Look below for the line containing "Exercise. Annotate the snow-covered". Output it and each remaining line of the entries exactly, and nothing else.

:: Supplied information ::

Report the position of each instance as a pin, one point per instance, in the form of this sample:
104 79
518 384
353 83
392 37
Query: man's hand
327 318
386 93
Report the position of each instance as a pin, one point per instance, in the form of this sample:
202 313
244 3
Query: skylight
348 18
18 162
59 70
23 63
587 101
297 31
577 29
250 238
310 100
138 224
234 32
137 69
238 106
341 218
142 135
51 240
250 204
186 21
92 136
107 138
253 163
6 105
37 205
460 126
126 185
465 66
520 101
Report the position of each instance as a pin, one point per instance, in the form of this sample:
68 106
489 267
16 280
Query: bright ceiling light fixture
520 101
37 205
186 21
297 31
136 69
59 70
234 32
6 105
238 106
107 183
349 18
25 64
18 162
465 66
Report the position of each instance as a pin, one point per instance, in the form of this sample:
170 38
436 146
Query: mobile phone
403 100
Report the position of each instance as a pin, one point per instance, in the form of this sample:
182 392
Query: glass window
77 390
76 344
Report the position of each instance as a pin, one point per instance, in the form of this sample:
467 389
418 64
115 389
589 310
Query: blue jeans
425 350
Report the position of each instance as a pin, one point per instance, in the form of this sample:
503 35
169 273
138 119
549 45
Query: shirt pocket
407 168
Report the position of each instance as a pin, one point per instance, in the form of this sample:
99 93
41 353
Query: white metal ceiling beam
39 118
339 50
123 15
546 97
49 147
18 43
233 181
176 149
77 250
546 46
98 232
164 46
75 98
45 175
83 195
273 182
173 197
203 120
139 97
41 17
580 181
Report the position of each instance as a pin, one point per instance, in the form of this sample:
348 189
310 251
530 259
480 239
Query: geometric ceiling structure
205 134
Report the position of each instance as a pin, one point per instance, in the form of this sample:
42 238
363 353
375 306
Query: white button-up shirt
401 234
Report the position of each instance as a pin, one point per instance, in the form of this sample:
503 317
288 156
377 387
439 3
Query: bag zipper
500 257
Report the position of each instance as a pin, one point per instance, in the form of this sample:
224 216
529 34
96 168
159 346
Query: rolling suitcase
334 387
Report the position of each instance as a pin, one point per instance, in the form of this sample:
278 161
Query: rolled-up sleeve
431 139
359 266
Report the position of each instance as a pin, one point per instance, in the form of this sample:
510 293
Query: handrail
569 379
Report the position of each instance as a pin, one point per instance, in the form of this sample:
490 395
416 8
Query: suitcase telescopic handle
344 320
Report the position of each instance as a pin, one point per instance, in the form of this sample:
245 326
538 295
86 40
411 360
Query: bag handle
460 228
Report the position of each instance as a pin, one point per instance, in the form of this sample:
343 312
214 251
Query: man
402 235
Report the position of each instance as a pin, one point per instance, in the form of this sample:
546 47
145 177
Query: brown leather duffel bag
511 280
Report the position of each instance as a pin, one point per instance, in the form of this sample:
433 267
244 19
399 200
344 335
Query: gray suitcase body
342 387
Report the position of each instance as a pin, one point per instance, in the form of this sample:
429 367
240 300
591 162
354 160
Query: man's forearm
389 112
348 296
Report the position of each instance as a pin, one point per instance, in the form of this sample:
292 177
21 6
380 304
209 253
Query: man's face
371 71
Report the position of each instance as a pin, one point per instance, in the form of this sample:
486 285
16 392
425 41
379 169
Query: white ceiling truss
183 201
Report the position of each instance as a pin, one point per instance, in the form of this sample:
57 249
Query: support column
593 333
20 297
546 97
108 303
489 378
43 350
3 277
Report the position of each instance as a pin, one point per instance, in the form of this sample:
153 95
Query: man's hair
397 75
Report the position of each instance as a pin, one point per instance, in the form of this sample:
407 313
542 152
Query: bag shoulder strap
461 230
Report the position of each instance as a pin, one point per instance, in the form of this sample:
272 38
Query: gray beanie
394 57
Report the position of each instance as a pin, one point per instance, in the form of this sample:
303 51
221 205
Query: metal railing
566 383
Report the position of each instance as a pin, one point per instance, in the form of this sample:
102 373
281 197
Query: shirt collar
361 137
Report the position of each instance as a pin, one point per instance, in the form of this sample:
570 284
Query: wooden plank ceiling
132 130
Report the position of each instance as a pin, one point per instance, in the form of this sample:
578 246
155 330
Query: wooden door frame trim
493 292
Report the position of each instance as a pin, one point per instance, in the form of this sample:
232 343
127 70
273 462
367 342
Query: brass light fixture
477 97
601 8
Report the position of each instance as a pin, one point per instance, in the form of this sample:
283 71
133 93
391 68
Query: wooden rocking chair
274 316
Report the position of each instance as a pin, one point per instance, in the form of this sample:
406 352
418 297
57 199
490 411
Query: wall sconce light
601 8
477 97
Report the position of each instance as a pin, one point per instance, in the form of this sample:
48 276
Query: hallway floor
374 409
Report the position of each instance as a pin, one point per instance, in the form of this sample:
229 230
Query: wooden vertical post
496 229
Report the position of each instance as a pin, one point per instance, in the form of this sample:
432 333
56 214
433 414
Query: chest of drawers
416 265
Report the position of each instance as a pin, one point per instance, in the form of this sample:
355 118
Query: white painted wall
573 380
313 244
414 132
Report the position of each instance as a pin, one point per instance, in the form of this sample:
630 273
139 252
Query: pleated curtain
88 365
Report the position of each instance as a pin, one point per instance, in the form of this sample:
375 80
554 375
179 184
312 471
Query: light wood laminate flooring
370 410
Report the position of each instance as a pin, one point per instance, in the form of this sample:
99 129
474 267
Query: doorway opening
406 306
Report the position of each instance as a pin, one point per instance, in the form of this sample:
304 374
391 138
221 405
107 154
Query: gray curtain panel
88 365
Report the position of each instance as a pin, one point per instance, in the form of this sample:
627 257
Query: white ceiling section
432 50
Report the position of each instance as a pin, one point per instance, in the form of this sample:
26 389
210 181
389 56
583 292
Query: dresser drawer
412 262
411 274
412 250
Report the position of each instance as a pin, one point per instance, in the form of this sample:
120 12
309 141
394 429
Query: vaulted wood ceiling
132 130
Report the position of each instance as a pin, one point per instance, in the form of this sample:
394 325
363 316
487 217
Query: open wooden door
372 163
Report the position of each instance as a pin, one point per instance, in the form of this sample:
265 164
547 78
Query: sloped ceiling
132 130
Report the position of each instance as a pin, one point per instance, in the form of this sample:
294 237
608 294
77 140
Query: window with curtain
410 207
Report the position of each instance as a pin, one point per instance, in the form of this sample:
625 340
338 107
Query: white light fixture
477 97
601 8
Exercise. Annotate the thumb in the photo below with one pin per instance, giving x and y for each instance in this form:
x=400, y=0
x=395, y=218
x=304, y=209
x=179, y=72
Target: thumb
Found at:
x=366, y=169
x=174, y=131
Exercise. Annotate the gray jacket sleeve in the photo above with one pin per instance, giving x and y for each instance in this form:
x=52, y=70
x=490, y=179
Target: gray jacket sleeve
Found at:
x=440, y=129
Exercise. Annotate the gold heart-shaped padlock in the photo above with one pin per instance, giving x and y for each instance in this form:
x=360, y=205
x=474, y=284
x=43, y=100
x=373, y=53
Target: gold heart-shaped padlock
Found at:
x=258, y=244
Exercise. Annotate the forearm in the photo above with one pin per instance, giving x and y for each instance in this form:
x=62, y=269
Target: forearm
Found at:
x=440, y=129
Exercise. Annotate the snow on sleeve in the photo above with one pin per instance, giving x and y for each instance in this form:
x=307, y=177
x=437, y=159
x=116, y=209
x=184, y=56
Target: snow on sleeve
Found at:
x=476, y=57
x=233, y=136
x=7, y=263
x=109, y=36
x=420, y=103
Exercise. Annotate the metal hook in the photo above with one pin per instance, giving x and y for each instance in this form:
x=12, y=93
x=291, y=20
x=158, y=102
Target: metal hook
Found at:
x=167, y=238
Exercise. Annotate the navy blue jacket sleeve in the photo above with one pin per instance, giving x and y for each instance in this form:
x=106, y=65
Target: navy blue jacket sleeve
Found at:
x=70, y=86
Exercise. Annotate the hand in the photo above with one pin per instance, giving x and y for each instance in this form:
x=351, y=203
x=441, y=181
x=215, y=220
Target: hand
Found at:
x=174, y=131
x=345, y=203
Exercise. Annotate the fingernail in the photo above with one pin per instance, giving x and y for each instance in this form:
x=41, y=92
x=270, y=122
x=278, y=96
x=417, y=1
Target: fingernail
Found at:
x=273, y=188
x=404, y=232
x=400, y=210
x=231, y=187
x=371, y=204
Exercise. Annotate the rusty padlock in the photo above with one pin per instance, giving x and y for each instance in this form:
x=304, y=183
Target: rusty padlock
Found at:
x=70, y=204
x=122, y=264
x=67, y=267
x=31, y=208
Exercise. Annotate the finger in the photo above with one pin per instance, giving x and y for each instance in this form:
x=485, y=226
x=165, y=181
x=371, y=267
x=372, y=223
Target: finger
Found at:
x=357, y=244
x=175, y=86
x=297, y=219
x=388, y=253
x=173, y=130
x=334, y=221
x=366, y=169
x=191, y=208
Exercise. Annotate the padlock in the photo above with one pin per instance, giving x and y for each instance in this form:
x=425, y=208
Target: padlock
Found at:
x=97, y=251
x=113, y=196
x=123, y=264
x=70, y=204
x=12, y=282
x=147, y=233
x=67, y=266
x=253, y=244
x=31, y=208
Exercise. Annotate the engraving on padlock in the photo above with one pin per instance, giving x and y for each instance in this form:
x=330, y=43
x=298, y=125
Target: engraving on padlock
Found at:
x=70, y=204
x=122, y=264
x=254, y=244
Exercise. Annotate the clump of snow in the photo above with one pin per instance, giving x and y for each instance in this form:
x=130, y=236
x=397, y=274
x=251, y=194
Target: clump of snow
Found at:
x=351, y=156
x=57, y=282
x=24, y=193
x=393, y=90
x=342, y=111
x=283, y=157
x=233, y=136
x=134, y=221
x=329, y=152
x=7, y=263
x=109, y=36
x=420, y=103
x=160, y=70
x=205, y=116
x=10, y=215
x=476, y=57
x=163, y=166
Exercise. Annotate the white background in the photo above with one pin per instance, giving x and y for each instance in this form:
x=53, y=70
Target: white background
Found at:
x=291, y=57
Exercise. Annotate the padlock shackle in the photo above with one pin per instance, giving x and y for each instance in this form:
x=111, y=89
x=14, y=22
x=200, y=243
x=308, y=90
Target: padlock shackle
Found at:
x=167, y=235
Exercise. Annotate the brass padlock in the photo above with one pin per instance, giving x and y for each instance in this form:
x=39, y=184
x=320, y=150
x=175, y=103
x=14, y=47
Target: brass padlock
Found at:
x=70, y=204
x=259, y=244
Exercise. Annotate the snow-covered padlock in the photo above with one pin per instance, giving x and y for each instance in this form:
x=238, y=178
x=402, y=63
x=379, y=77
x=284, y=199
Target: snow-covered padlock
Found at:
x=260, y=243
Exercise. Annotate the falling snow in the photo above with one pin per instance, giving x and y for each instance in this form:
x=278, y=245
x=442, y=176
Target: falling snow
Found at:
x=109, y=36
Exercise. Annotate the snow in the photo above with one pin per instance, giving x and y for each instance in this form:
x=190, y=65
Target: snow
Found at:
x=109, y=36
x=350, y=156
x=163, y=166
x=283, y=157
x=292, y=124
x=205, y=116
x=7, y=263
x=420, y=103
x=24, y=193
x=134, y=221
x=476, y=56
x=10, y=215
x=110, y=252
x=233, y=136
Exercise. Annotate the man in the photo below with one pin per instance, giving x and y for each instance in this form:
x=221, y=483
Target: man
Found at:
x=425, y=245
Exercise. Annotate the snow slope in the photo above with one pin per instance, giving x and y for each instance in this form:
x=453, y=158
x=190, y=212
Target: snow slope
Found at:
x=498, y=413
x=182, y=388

:::

Task result ->
Exercise. Annotate the snow-covered padlock in the photo above with one pin per instance, giving x and y for each instance in this form:
x=238, y=178
x=402, y=63
x=379, y=77
x=284, y=199
Target: snow-covered padlock
Found at:
x=260, y=243
Exercise. Annotate the falling snow in the photo above with one pin per instance, giving x and y for each instance in this form:
x=278, y=245
x=442, y=176
Target: falling snow
Found at:
x=109, y=36
Exercise. Annotate the snow in the photo above with one pin per instance, giving x and y for each instance in this form:
x=190, y=65
Target: snow
Found at:
x=109, y=36
x=350, y=156
x=163, y=166
x=283, y=157
x=292, y=124
x=205, y=116
x=7, y=263
x=420, y=103
x=24, y=193
x=134, y=221
x=476, y=56
x=10, y=215
x=110, y=252
x=233, y=136
Exercise. Annotate the man in the photo below with one pin per instance, giving x and y for each instance in this form:
x=221, y=483
Target: man
Found at:
x=425, y=245
Exercise. Annotate the snow slope in the photo above with one pin per instance, giving x and y for each instance in this form:
x=453, y=158
x=190, y=212
Target: snow slope
Found at:
x=498, y=413
x=182, y=388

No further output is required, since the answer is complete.